What you need to produce from the material below is an exact transcription of the lines from the one with "Target: person in red top" through the one with "Each instance of the motorcycle front", both included, and no other line.

·····

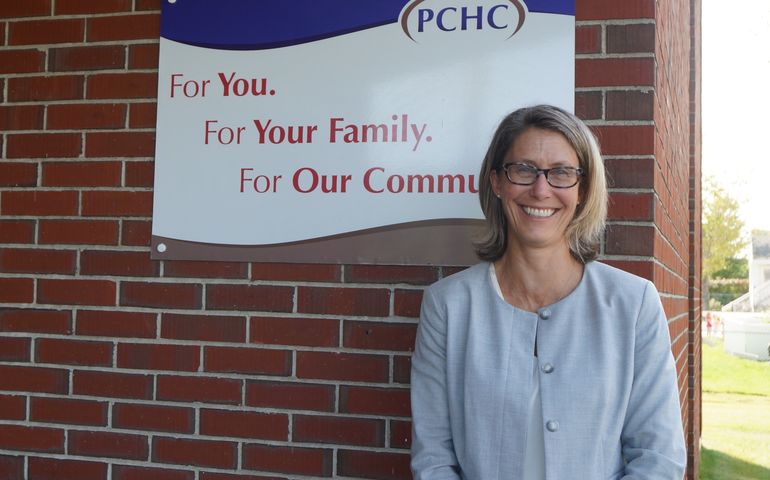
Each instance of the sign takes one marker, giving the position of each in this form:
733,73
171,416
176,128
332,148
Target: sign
341,131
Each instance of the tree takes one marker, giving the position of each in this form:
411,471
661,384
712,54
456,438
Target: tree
723,237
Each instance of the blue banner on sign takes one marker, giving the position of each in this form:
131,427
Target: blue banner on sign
263,24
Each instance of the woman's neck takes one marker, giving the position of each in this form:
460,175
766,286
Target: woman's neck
533,279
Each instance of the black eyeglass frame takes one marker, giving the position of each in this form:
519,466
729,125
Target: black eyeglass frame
542,171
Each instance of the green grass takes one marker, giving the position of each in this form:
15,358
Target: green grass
736,417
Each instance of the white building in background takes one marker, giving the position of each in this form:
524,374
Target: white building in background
758,297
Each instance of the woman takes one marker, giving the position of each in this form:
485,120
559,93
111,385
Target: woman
540,363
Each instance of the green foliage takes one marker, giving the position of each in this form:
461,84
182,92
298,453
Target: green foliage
736,417
734,268
723,237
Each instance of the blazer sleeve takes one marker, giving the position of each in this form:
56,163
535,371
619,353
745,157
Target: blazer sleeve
433,454
652,439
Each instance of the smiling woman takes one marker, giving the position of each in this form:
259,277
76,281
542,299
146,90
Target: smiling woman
540,359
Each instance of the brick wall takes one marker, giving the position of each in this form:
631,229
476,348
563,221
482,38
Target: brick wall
113,366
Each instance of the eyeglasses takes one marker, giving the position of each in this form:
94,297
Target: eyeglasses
558,177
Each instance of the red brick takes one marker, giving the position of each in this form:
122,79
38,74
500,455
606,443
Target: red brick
86,116
78,232
211,328
630,105
27,260
379,336
117,203
632,206
588,105
123,27
631,172
295,272
33,379
36,439
76,292
342,366
588,39
222,423
291,460
126,472
12,407
68,59
21,61
140,173
18,174
158,357
75,7
338,430
28,8
143,56
375,401
68,411
120,144
107,444
109,384
61,469
17,290
630,240
147,5
402,367
35,321
247,360
39,203
400,434
11,467
199,389
43,145
46,31
378,465
250,297
160,295
17,231
115,324
204,269
81,174
343,301
390,274
203,453
612,9
153,417
309,332
293,396
632,38
21,117
60,87
407,303
626,139
123,85
136,232
14,349
610,72
73,352
118,263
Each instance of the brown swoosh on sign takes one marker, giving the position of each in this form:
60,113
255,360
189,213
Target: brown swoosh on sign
405,18
522,14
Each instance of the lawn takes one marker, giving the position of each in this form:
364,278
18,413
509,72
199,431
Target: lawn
736,417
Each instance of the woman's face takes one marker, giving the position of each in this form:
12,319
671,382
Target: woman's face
538,214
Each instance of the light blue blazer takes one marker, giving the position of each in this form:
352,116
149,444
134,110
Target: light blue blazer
607,380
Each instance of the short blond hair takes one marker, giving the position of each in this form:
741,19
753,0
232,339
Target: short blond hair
585,230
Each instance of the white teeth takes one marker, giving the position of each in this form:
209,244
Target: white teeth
539,212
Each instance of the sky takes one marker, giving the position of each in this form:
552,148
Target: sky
736,103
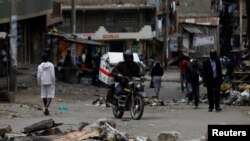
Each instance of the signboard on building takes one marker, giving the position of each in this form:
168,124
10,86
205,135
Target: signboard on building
203,41
173,44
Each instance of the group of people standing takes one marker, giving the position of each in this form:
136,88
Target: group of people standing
211,73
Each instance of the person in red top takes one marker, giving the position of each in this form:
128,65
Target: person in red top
183,66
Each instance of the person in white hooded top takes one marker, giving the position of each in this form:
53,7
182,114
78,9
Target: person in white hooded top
46,78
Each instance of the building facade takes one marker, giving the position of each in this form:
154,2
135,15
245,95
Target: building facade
119,25
188,27
33,18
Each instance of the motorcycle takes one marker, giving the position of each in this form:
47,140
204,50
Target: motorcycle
131,99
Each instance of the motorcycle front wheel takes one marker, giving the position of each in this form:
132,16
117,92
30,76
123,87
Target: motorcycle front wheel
118,113
137,107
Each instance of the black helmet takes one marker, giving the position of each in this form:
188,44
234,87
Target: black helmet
128,56
213,54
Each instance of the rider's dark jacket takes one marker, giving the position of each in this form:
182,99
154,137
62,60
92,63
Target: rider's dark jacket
128,69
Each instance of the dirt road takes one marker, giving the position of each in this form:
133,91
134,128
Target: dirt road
73,104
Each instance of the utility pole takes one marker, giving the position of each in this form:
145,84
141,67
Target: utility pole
166,39
13,45
73,17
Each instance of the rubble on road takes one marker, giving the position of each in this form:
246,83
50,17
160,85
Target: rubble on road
232,97
99,130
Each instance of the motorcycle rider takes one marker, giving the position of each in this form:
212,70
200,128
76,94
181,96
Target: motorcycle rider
123,70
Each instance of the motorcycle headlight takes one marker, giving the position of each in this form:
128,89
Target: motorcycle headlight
140,87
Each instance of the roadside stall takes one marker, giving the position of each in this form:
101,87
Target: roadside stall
241,74
59,45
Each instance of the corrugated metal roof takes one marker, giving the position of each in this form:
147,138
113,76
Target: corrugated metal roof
67,37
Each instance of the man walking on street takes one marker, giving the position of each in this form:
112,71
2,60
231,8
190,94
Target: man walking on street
212,79
46,78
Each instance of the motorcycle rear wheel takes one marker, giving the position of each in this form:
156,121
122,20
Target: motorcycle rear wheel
137,107
118,113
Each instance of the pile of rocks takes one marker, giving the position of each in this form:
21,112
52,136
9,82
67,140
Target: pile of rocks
99,130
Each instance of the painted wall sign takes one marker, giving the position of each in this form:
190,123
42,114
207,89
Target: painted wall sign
203,41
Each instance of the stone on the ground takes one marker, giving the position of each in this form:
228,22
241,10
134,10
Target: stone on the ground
16,137
168,136
51,131
41,125
5,129
81,125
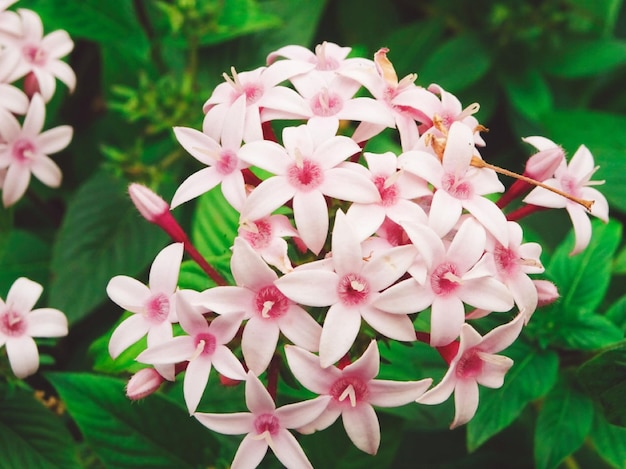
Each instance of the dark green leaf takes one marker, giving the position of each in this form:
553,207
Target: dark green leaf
617,313
25,255
102,236
154,432
529,93
456,64
531,377
604,377
578,58
610,441
603,134
214,228
112,24
584,278
410,45
585,331
31,436
562,426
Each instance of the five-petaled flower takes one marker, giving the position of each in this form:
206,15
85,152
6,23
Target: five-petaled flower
19,323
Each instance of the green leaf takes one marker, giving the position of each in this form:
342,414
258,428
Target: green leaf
531,377
585,331
604,378
112,24
562,426
617,313
214,228
456,64
238,18
25,255
31,436
152,433
583,279
610,441
603,133
529,93
586,57
411,44
102,235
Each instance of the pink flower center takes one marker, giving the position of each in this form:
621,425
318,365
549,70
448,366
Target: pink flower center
470,365
205,344
267,423
270,303
507,260
388,192
459,189
445,280
158,308
34,54
260,237
253,92
353,290
23,150
227,162
326,104
350,389
570,186
12,324
305,175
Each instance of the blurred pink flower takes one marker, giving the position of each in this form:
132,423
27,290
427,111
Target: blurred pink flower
25,150
475,363
19,323
266,426
574,178
41,54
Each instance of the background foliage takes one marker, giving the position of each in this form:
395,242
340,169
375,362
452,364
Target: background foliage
555,68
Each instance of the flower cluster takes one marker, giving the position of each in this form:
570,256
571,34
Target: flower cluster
340,249
29,66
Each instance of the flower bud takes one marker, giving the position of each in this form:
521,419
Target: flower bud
150,205
546,291
143,383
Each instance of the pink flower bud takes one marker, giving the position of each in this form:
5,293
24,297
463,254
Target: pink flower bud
546,291
543,164
150,205
143,383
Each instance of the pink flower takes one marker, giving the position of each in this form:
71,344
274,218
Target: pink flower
268,311
264,99
459,185
203,348
25,150
19,323
475,363
397,190
154,306
41,54
266,426
353,391
513,264
265,236
452,276
574,178
351,290
223,165
306,169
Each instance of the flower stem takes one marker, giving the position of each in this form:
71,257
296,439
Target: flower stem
478,163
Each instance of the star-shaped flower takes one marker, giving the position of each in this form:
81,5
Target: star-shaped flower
19,323
266,426
354,391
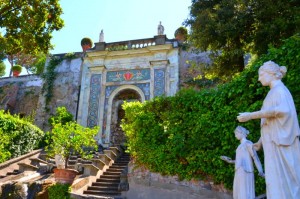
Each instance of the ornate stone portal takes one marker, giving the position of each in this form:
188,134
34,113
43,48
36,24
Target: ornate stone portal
129,70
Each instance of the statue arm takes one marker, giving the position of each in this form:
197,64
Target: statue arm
257,146
227,159
256,160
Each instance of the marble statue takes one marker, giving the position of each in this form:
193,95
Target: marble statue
279,134
243,184
160,29
101,37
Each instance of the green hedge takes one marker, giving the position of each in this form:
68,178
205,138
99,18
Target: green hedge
17,136
186,134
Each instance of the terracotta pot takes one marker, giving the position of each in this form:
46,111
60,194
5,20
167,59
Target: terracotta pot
127,76
65,176
16,73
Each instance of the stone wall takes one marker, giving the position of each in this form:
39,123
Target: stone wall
148,185
65,92
20,94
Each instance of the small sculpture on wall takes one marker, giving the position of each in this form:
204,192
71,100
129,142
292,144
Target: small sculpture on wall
243,184
101,36
279,134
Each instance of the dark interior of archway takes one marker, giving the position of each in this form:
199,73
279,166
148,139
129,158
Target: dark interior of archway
117,134
126,95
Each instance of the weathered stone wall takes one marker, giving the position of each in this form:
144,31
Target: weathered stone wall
65,92
186,60
20,94
148,185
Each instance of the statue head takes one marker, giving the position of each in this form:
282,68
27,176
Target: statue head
241,130
274,69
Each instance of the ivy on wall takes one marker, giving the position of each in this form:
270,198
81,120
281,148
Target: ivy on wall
50,75
186,134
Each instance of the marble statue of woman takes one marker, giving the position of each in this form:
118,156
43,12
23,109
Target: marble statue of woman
101,36
243,184
279,134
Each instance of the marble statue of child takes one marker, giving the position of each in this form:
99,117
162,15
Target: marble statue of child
243,184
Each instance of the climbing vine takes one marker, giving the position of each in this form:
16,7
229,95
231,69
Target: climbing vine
50,75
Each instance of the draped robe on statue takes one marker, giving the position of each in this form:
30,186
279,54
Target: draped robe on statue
280,139
243,184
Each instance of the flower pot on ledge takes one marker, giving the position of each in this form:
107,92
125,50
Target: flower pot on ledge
16,73
16,69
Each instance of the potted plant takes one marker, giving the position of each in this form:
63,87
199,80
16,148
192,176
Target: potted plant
67,139
181,34
16,69
86,43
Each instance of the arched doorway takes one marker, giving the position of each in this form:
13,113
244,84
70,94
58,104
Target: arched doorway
117,136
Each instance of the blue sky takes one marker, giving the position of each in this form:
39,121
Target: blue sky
120,20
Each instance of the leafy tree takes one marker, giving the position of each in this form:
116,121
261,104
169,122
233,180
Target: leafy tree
235,27
32,63
27,26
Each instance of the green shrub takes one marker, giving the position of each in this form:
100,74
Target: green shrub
4,141
23,136
186,134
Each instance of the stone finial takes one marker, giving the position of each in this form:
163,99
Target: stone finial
101,37
160,29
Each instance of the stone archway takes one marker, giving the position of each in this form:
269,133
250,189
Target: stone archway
117,136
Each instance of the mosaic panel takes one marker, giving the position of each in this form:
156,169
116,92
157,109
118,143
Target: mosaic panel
128,75
95,92
159,82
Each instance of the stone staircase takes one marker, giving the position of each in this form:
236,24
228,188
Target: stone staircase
112,181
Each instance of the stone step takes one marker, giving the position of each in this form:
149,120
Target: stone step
102,193
98,188
112,172
105,184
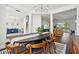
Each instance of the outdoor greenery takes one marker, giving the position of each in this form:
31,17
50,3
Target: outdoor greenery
40,30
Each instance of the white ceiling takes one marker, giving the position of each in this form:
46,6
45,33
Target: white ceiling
31,7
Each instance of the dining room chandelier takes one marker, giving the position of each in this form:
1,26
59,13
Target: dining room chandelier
41,8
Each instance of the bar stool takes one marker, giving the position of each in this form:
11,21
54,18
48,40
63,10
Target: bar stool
39,48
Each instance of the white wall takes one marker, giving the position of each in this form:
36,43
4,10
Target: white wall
2,26
46,21
36,22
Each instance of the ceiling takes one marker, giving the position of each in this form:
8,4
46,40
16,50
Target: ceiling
70,14
31,7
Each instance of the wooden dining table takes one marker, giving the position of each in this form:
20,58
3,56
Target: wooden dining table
33,38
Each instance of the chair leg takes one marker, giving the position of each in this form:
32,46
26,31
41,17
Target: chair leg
52,48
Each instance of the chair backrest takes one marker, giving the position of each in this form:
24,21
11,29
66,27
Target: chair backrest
38,45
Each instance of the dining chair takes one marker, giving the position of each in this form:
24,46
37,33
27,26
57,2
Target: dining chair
39,48
16,49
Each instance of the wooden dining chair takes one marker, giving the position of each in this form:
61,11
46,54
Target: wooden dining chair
51,44
16,49
39,48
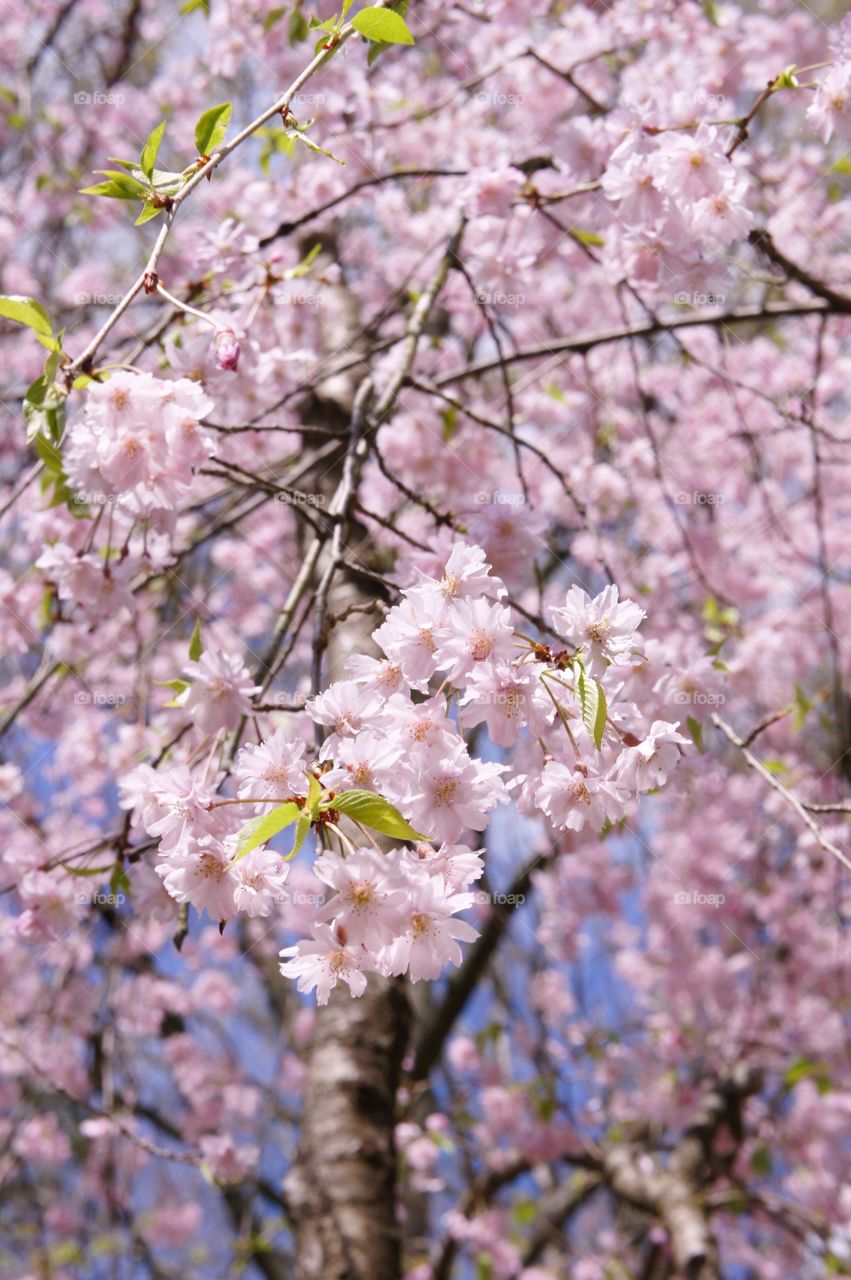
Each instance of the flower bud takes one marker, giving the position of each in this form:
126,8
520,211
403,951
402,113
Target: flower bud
227,350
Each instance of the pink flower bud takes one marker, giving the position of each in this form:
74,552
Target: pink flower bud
227,350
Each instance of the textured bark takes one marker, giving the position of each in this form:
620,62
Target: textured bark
342,1189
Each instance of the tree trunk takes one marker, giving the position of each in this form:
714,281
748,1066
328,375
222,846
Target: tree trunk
342,1188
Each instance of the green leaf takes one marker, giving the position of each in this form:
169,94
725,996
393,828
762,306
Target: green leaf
26,311
809,1069
54,475
178,688
384,26
591,704
302,827
196,648
44,408
584,237
211,128
696,731
149,211
801,707
314,146
124,184
259,831
374,812
150,150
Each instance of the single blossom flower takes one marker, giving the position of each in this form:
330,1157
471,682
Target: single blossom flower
227,350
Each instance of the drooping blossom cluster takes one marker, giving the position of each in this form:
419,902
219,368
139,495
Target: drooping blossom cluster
704,469
680,201
138,442
403,726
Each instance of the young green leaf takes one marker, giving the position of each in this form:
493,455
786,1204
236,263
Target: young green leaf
314,146
149,211
591,704
150,150
211,128
302,827
384,26
196,648
259,831
696,731
26,311
375,812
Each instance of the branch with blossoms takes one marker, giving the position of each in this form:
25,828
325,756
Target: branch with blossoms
394,762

·····

§ EXERCISE OUTPUT
Target: person in red top
183,66
Each instance of the person in white hooded top takes one marker, giving the position of each in this form:
53,7
182,114
78,9
Target: person in white hooded top
46,78
Each instance of the building facade takes one marker, giving the position of each in this form:
154,2
135,15
245,95
Target: building facade
119,25
188,27
33,18
Each instance of the motorcycle takes one marker, giving the position of each in this form:
47,140
204,50
Target: motorcycle
131,99
Each instance of the motorcycle front wheel takes one marker, giving the position of each in this form:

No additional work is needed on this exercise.